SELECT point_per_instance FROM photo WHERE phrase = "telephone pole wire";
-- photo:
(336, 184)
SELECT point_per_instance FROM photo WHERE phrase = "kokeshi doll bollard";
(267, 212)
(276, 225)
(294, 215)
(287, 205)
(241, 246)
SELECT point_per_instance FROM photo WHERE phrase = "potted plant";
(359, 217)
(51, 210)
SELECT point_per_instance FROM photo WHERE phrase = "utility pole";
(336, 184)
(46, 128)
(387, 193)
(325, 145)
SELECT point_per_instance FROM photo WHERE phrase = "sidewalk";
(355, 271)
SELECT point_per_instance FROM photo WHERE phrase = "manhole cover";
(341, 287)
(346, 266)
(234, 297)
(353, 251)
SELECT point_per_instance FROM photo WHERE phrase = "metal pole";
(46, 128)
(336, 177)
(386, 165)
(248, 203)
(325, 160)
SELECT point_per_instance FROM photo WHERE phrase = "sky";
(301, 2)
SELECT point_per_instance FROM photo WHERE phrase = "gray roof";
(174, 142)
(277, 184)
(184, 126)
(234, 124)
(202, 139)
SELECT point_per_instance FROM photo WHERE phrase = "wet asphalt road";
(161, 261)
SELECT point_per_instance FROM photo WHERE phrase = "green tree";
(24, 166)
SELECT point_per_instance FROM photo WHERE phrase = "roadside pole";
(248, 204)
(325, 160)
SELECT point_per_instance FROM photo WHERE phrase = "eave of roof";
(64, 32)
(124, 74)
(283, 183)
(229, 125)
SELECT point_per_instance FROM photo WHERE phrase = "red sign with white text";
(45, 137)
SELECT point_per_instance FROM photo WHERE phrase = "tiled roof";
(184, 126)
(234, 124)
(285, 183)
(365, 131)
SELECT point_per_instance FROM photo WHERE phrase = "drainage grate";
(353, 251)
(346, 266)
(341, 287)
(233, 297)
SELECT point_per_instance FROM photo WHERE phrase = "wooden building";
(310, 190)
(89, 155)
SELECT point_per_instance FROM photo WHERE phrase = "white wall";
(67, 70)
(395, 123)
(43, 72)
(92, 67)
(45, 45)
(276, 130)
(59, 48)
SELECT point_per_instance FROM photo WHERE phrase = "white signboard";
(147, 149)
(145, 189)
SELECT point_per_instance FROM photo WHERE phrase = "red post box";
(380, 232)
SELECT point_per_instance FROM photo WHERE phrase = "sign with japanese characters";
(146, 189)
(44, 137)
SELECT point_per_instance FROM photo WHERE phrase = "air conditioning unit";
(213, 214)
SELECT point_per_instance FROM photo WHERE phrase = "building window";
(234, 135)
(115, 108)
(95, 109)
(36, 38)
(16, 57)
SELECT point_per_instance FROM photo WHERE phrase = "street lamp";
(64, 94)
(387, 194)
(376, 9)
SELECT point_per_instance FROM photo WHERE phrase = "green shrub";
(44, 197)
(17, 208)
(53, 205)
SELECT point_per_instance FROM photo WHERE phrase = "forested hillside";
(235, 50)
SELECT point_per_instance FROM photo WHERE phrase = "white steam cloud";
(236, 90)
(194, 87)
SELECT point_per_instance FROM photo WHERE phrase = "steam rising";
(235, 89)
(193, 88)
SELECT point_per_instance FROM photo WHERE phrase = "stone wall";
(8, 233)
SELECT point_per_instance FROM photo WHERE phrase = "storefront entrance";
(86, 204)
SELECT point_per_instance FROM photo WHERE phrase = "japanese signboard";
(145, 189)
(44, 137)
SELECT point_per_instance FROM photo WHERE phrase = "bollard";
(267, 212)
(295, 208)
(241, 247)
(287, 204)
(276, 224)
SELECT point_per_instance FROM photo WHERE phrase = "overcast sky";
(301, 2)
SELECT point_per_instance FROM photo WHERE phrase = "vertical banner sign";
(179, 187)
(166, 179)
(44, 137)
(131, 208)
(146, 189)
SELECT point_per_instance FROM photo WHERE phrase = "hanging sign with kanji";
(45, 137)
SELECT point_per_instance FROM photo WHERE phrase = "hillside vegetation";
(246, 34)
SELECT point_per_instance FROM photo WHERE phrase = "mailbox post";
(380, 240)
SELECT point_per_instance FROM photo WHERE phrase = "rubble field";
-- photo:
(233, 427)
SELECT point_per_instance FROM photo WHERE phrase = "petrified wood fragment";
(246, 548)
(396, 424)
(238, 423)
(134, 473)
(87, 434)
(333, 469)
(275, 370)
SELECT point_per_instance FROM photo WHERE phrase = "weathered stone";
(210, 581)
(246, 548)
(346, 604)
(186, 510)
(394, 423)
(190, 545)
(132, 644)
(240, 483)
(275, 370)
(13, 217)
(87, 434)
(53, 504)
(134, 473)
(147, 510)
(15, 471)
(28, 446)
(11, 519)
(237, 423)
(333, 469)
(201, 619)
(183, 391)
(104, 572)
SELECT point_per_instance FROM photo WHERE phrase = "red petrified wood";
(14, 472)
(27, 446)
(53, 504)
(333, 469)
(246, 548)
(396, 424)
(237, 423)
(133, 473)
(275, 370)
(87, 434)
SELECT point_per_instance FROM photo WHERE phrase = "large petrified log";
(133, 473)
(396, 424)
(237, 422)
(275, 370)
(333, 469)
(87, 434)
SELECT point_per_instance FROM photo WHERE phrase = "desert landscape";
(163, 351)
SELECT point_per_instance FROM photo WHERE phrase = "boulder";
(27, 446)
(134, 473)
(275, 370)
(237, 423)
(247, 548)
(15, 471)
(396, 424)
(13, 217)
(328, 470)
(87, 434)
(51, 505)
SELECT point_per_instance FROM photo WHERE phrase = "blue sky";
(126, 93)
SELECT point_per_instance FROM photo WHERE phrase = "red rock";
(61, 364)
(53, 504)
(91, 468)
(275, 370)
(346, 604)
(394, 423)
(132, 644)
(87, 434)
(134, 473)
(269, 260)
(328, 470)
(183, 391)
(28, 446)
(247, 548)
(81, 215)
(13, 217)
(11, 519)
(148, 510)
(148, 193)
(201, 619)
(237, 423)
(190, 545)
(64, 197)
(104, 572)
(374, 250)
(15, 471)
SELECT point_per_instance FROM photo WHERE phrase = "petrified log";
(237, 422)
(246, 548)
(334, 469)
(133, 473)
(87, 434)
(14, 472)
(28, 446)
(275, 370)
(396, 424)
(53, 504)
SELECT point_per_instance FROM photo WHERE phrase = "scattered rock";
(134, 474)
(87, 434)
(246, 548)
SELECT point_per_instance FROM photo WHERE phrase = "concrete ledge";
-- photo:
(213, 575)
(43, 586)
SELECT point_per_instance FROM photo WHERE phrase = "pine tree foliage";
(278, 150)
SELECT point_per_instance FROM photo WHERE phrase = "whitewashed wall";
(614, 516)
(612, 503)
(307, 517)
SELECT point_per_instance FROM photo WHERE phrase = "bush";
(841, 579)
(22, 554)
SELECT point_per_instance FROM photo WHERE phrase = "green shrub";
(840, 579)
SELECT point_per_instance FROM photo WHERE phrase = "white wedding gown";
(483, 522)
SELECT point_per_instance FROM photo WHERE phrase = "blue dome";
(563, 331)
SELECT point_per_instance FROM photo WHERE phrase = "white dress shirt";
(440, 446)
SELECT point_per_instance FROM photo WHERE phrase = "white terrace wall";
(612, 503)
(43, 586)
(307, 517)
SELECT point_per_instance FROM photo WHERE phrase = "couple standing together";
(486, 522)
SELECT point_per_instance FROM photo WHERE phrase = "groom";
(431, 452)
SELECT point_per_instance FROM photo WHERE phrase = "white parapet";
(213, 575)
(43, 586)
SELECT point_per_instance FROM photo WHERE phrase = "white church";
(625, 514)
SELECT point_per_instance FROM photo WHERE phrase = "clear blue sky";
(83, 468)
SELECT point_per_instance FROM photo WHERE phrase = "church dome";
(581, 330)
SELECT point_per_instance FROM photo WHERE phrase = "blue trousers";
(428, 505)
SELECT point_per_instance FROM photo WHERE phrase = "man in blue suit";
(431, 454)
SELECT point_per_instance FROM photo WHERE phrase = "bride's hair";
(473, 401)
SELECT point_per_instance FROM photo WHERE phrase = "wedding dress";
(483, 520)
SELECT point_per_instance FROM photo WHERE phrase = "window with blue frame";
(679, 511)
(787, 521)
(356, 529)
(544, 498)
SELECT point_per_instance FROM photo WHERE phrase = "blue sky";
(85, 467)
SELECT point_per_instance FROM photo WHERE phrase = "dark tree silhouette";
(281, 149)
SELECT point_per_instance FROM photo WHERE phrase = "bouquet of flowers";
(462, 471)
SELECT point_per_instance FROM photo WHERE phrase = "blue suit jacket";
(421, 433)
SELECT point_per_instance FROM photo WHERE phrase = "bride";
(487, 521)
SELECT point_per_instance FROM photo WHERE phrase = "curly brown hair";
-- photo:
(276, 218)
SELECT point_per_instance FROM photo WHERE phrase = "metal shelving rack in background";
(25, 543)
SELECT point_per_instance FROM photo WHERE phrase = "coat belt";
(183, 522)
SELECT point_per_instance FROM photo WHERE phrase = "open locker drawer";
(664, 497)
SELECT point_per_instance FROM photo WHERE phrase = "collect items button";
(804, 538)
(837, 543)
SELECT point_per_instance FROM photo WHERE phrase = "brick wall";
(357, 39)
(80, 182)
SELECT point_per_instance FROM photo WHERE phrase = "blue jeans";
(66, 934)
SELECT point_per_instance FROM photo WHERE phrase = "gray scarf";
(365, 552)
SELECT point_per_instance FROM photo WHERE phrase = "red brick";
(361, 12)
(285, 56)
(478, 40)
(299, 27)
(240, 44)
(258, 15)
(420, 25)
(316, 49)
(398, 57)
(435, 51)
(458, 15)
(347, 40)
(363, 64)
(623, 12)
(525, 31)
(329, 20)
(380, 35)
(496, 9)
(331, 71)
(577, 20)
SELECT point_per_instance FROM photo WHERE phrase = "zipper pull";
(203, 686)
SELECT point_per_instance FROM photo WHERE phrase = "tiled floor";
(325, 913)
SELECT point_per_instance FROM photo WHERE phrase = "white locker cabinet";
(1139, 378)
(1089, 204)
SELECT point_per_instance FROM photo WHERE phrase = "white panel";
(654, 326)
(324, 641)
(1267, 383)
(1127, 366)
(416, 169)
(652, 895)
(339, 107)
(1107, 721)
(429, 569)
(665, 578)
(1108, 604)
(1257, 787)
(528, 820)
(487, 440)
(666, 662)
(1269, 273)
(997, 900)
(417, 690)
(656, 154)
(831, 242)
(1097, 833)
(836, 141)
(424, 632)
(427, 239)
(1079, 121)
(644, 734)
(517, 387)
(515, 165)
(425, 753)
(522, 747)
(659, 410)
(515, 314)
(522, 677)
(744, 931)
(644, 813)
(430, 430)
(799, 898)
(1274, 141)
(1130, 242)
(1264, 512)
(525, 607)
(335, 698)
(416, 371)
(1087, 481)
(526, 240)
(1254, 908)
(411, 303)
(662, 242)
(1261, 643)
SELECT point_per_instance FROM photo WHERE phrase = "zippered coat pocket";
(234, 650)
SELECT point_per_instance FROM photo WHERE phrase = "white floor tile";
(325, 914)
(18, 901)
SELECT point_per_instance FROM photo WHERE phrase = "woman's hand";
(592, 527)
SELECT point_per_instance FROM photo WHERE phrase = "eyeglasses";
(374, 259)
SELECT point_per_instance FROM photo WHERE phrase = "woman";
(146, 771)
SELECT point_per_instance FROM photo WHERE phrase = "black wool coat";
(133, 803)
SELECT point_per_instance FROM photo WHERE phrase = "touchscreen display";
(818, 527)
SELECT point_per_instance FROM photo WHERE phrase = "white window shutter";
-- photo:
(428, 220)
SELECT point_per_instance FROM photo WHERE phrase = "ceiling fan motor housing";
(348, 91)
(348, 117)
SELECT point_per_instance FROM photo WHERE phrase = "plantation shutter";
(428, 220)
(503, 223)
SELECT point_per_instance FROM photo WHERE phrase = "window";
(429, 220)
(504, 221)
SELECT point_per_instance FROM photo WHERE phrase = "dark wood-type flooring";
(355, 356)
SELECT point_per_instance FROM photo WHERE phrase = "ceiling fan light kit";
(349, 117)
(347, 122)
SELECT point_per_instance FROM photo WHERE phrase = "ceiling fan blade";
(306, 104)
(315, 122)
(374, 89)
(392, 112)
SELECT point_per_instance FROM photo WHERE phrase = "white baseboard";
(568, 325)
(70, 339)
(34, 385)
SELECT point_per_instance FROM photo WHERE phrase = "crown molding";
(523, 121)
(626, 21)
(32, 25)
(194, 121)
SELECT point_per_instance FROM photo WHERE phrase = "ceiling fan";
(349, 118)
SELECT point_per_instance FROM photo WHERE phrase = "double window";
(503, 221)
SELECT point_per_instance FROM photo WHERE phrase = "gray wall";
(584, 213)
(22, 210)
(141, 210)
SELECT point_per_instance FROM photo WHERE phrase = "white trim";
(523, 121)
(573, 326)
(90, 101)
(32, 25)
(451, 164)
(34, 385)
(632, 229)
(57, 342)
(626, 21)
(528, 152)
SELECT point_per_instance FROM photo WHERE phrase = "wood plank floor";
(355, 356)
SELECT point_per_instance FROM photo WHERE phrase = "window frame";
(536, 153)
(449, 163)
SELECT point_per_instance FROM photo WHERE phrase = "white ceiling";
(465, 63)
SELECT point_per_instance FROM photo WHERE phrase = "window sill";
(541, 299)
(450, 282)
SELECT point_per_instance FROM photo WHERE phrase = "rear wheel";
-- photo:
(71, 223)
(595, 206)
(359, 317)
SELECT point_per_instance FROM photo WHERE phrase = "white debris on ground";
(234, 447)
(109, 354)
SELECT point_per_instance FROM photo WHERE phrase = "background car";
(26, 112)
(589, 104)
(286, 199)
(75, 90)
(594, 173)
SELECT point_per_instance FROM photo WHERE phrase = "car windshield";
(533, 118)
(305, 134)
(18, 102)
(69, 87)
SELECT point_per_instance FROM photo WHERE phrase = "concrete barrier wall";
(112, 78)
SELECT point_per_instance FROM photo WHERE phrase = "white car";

## Énoncé
Extrayez des données chaque ligne contenant la chaîne « signboard ».

## Corrigé
SELECT point_per_instance FROM photo WHERE phrase = "white signboard";
SELECT point_per_instance FROM photo WHERE phrase = "japanese signboard";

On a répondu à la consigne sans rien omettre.